Work to complete - What you return must match the records character for character.

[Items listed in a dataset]
⟨
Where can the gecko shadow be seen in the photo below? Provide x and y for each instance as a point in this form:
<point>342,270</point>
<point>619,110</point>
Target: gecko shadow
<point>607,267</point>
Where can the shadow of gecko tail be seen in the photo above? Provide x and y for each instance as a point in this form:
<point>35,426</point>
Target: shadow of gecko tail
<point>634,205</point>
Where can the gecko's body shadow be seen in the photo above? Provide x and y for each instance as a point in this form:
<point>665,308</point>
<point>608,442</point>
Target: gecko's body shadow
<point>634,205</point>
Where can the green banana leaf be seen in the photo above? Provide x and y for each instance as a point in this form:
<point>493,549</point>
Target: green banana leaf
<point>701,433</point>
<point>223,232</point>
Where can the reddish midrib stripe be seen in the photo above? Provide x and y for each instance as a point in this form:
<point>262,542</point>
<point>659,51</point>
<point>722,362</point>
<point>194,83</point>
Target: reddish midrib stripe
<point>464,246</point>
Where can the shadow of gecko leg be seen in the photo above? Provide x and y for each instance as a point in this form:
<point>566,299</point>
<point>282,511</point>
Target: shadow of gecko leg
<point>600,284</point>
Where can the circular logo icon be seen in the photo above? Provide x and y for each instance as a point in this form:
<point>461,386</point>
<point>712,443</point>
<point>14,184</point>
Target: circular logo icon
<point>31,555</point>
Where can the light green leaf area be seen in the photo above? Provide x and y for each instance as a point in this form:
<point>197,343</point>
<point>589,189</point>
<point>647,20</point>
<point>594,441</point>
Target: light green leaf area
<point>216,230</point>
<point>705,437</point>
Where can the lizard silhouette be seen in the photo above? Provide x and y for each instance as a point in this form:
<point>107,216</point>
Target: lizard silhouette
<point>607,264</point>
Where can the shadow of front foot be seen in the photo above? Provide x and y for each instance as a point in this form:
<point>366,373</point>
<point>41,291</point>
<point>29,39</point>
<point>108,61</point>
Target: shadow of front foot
⟩
Result -
Where can the gecko shadow be seen in the photo below? Provide x and y for each instance as a point in this form:
<point>342,270</point>
<point>619,110</point>
Target: gecko shadow
<point>607,267</point>
Where can the shadow of gecko tail be seen in the photo above? Provide x and y for each instance as a point in this form:
<point>35,426</point>
Target: shadow of gecko tail
<point>634,205</point>
Where can the gecko's body shadow be seen in the photo above? Provide x and y for each instance as a point in this form:
<point>665,308</point>
<point>608,442</point>
Target: gecko's body shadow
<point>634,205</point>
Where can the green banana leaf be seen in the photo above? Provide x and y for each instance as a point in this form:
<point>493,549</point>
Target: green banana leaf
<point>701,433</point>
<point>223,232</point>
Where can the reddish midrib stripe be seen in the photo above? Provide x and y for each instance as a point in this form:
<point>262,542</point>
<point>659,51</point>
<point>722,362</point>
<point>194,83</point>
Target: reddish midrib stripe
<point>464,246</point>
Where can the shadow of gecko leg be seen in the photo above? Provide x and y for each instance as a point in this form:
<point>566,299</point>
<point>282,511</point>
Target: shadow of gecko leg
<point>600,284</point>
Where can the circular logo icon be seen in the photo above? Provide x and y for each instance as a point in this form:
<point>461,386</point>
<point>712,443</point>
<point>14,184</point>
Target: circular logo icon
<point>31,555</point>
Where can the light green leaf area be seen in the photo above? Provide x and y for each instance as a point in this form:
<point>197,343</point>
<point>589,189</point>
<point>647,20</point>
<point>594,441</point>
Target: light green leaf area
<point>216,230</point>
<point>705,437</point>
Where can the lizard silhouette be seen in the photo above? Provide x and y for each instance as a point in this form:
<point>107,216</point>
Target: lizard silhouette
<point>607,264</point>
Where can the shadow of front foot be seen in the photo above? Provide x and y for each instance as a point in this form:
<point>366,373</point>
<point>41,291</point>
<point>29,39</point>
<point>108,61</point>
Target: shadow of front foot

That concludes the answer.